> **TASK BRIEF**
An exact copy of the entries below is needed, with every picture left out.

***** SOURCE DATA *****

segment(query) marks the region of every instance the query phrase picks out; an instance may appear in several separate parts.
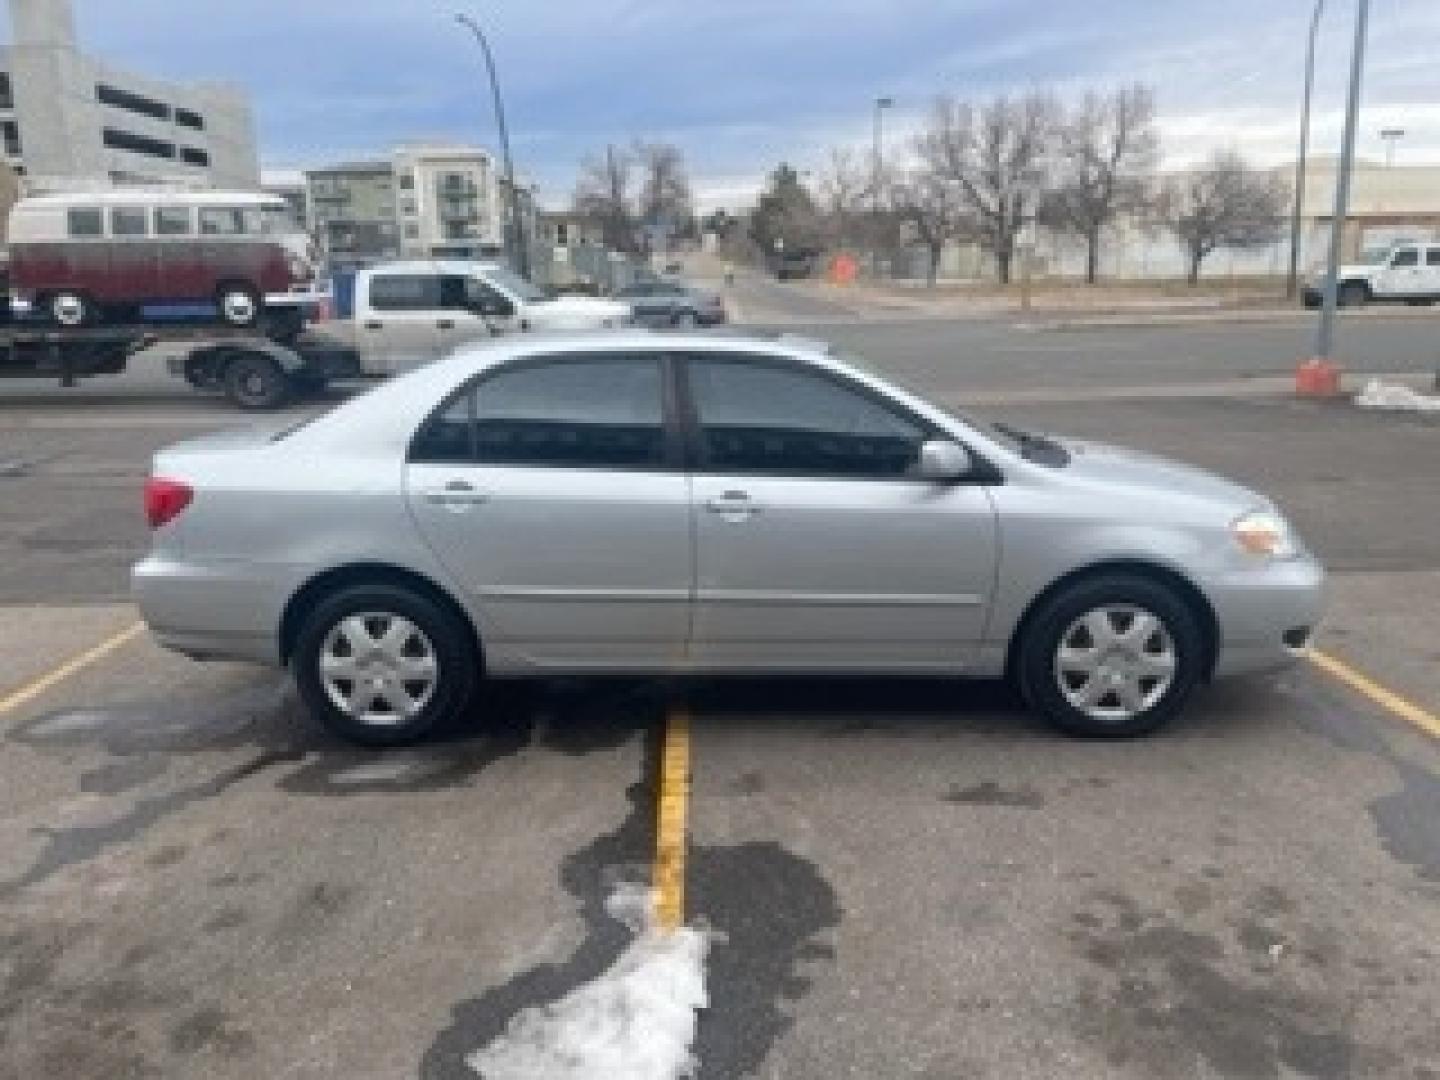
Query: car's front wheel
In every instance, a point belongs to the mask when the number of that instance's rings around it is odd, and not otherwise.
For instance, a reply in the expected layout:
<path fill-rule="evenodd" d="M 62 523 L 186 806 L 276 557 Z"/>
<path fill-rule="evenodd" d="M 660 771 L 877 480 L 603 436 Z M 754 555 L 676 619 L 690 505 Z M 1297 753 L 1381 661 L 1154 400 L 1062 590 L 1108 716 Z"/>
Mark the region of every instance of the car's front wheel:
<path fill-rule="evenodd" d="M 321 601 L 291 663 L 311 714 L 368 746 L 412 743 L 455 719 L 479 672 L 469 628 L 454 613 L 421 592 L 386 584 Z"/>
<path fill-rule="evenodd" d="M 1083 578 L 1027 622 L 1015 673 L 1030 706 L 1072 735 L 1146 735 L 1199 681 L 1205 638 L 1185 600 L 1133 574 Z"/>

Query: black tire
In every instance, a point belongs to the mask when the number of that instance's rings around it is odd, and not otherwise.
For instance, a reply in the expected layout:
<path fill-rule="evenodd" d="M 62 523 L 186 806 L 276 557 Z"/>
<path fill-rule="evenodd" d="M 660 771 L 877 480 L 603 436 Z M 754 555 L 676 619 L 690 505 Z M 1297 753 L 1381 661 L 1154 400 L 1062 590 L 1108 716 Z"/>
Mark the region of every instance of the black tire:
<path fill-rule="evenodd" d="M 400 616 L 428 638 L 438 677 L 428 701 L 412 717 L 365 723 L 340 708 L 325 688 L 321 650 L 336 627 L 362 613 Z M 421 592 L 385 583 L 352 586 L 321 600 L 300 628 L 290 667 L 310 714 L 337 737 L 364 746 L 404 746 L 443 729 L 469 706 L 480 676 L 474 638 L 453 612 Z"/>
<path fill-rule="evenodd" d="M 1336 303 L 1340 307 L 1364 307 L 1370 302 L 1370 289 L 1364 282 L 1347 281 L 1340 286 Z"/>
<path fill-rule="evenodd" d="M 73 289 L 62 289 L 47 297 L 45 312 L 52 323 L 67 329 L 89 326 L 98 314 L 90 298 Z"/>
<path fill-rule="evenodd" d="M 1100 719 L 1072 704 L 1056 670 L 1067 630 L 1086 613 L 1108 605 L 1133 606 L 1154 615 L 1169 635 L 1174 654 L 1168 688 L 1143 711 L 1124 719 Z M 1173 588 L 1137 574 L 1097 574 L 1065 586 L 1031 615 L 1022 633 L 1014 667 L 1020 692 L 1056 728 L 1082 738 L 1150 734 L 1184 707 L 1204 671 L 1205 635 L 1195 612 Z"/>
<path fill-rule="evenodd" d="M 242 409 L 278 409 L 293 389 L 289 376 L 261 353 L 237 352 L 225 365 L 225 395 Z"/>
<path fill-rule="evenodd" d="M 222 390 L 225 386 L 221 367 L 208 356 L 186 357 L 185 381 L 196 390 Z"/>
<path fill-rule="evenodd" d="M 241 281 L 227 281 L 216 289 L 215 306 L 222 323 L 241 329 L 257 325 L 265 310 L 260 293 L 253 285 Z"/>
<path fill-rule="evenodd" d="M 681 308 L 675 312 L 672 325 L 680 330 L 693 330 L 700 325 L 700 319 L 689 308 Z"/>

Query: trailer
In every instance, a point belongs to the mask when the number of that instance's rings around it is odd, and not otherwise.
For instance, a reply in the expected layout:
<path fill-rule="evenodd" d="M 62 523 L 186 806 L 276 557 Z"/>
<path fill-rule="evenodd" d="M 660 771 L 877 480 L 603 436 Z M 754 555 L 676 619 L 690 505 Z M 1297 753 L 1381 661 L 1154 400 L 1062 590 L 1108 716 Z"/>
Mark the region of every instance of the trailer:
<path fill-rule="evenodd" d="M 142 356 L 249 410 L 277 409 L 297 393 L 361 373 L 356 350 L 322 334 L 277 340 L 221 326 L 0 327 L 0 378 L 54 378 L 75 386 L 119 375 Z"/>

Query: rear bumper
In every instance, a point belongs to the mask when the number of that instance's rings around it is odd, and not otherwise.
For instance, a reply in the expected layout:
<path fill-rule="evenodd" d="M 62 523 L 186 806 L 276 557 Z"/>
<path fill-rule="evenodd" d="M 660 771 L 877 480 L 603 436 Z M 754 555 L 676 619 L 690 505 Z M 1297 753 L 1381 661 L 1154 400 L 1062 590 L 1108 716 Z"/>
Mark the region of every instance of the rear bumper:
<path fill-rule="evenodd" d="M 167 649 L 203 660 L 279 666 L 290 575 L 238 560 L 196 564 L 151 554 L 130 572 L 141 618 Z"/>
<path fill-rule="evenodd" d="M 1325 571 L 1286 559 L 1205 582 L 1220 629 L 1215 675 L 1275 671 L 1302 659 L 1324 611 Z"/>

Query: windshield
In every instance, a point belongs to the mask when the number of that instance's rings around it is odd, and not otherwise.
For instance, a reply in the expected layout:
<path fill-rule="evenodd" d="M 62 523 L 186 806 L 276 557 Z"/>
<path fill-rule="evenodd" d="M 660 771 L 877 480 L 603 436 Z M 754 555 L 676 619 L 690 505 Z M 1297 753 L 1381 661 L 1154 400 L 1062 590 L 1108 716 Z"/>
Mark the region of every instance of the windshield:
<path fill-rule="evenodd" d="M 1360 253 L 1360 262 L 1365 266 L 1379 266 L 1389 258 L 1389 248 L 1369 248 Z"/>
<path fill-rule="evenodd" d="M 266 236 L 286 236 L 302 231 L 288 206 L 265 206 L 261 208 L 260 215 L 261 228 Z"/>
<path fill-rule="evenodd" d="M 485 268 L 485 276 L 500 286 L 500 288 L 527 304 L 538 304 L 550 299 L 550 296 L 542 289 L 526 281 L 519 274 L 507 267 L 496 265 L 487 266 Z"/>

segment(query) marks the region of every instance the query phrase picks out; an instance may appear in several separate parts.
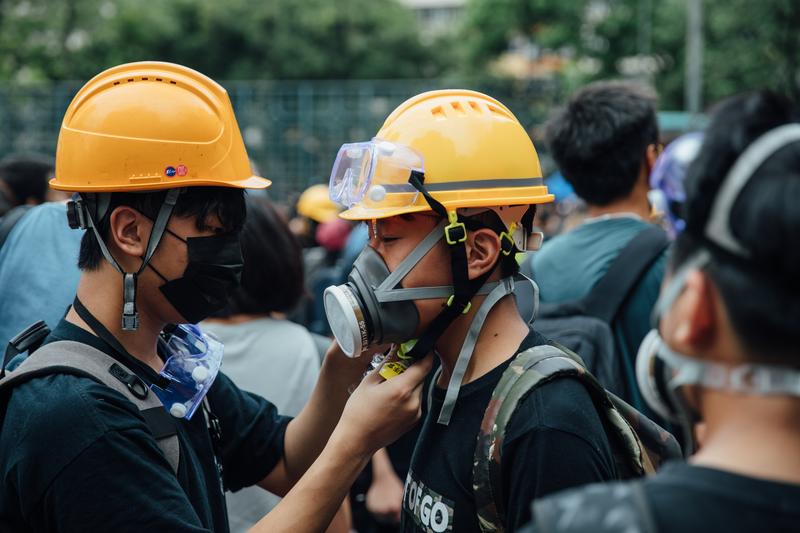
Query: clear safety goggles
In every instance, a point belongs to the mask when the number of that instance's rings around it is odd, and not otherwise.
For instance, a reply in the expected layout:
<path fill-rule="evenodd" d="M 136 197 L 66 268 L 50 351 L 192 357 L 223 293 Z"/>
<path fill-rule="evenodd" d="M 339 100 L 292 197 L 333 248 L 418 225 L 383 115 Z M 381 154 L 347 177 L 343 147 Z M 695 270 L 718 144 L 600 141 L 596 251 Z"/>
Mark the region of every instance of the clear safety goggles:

*****

> **SOLUTION TO THIS TASK**
segment(query) marks the region of every instance the query phrase picks out; an instance may appear in several separate parts.
Query: car's front wheel
In every instance, a point belongs to the mask when the number of that instance's rings around it is odd, and not otherwise.
For instance, a reply in the expected layout:
<path fill-rule="evenodd" d="M 62 523 L 186 806 L 276 557 Z"/>
<path fill-rule="evenodd" d="M 660 771 L 877 480 L 603 436 Z M 754 555 L 676 619 L 690 505 Z M 1297 753 L 1381 661 L 1154 400 L 1062 590 L 1108 716 Z"/>
Mark the region of every instance of the car's front wheel:
<path fill-rule="evenodd" d="M 321 601 L 291 663 L 311 714 L 368 746 L 412 743 L 455 719 L 479 672 L 469 628 L 454 613 L 421 592 L 386 584 Z"/>
<path fill-rule="evenodd" d="M 1083 578 L 1027 622 L 1015 673 L 1030 706 L 1072 735 L 1146 735 L 1199 681 L 1205 638 L 1185 600 L 1133 574 Z"/>

Query: black tire
In every instance, a point belongs to the mask when the number of that instance's rings around it is odd, and not otherwise.
For instance, a reply in the expected layout:
<path fill-rule="evenodd" d="M 62 523 L 186 806 L 276 557 Z"/>
<path fill-rule="evenodd" d="M 660 771 L 877 480 L 603 436 Z M 754 555 L 676 619 L 690 505 Z M 1297 753 L 1381 661 L 1154 400 L 1062 590 L 1108 716 Z"/>
Mark the region of every instance of the black tire:
<path fill-rule="evenodd" d="M 400 616 L 428 638 L 438 677 L 428 701 L 412 717 L 365 723 L 340 708 L 325 688 L 321 650 L 336 627 L 362 613 Z M 421 592 L 385 583 L 352 586 L 321 600 L 300 628 L 290 667 L 310 714 L 337 737 L 364 746 L 404 746 L 443 729 L 469 706 L 480 676 L 474 638 L 453 612 Z"/>
<path fill-rule="evenodd" d="M 1336 303 L 1340 307 L 1364 307 L 1370 302 L 1370 289 L 1364 282 L 1347 281 L 1340 286 Z"/>
<path fill-rule="evenodd" d="M 73 289 L 62 289 L 47 297 L 45 312 L 52 323 L 67 329 L 89 326 L 98 314 L 90 298 Z"/>
<path fill-rule="evenodd" d="M 1100 719 L 1072 704 L 1056 670 L 1067 630 L 1086 613 L 1108 605 L 1133 606 L 1154 615 L 1169 635 L 1174 654 L 1168 688 L 1143 711 L 1124 719 Z M 1173 588 L 1137 574 L 1097 574 L 1065 586 L 1031 615 L 1022 633 L 1014 667 L 1020 692 L 1056 728 L 1082 738 L 1150 734 L 1184 707 L 1204 671 L 1205 635 L 1195 612 Z"/>
<path fill-rule="evenodd" d="M 242 409 L 278 409 L 293 389 L 289 376 L 261 353 L 237 352 L 225 365 L 225 395 Z"/>
<path fill-rule="evenodd" d="M 222 390 L 225 386 L 221 367 L 208 356 L 186 357 L 185 381 L 196 390 Z"/>
<path fill-rule="evenodd" d="M 241 281 L 227 281 L 216 289 L 215 306 L 222 323 L 241 329 L 257 325 L 265 310 L 260 293 L 253 285 Z"/>
<path fill-rule="evenodd" d="M 681 308 L 675 312 L 672 325 L 680 330 L 693 330 L 700 325 L 700 319 L 689 308 Z"/>

Query: trailer
In every instance, a point belongs to the mask when the number of that instance's rings around it is odd, and not otherwise.
For instance, a reply in the expected layout:
<path fill-rule="evenodd" d="M 62 523 L 186 806 L 276 557 Z"/>
<path fill-rule="evenodd" d="M 660 771 L 877 480 L 603 436 Z M 754 555 L 676 619 L 690 505 Z M 1297 753 L 1381 661 L 1154 400 L 1062 590 L 1108 716 Z"/>
Mark the region of every instance of the trailer:
<path fill-rule="evenodd" d="M 142 356 L 249 410 L 277 409 L 297 393 L 361 373 L 356 350 L 322 334 L 277 340 L 221 326 L 0 327 L 0 378 L 54 378 L 75 386 L 119 375 Z"/>

Query: rear bumper
In every instance, a point belongs to the mask when the number of that instance's rings around it is odd, and not otherwise.
For instance, a reply in the expected layout:
<path fill-rule="evenodd" d="M 62 523 L 186 806 L 276 557 Z"/>
<path fill-rule="evenodd" d="M 660 771 L 877 480 L 603 436 Z M 754 555 L 676 619 L 690 505 Z M 1297 753 L 1381 661 L 1154 400 L 1062 590 L 1108 716 Z"/>
Mark the region of every instance of the rear bumper:
<path fill-rule="evenodd" d="M 167 649 L 203 660 L 279 666 L 290 575 L 238 560 L 196 564 L 151 554 L 130 572 L 141 618 Z"/>
<path fill-rule="evenodd" d="M 1325 571 L 1286 559 L 1205 582 L 1220 629 L 1215 675 L 1275 671 L 1302 659 L 1324 611 Z"/>

Query: windshield
In every instance, a point belongs to the mask when the number of that instance's rings around it is odd, and not otherwise.
For instance, a reply in the expected layout:
<path fill-rule="evenodd" d="M 62 523 L 186 806 L 276 557 Z"/>
<path fill-rule="evenodd" d="M 660 771 L 877 480 L 603 436 Z M 754 555 L 676 619 L 690 505 Z M 1297 753 L 1381 661 L 1154 400 L 1062 590 L 1108 716 Z"/>
Mark the region of every instance of the windshield:
<path fill-rule="evenodd" d="M 1360 253 L 1360 262 L 1365 266 L 1379 266 L 1389 258 L 1389 248 L 1369 248 Z"/>
<path fill-rule="evenodd" d="M 266 236 L 286 236 L 302 231 L 288 206 L 265 206 L 261 208 L 260 215 L 261 228 Z"/>
<path fill-rule="evenodd" d="M 485 268 L 485 276 L 500 286 L 500 288 L 527 304 L 538 304 L 550 299 L 550 296 L 542 289 L 526 281 L 519 274 L 507 267 L 496 265 L 487 266 Z"/>

segment(query) marks the region of every instance the query phrase picks out; an instance may appear in several separate parts.
Query: clear safety goggles
In every instance, a point belongs to the mask when the number of that instance's rings around it is odd, and not otherwise.
For instance, a reply in the expected layout:
<path fill-rule="evenodd" d="M 136 197 L 66 268 L 50 351 L 192 357 L 223 293 Z"/>
<path fill-rule="evenodd" d="M 339 100 L 292 197 L 333 248 L 418 225 L 383 115 Z M 381 154 L 347 177 L 343 147 Z M 695 270 L 718 144 L 600 141 L 596 251 Z"/>
Mark the region of every instance of the clear safety goggles:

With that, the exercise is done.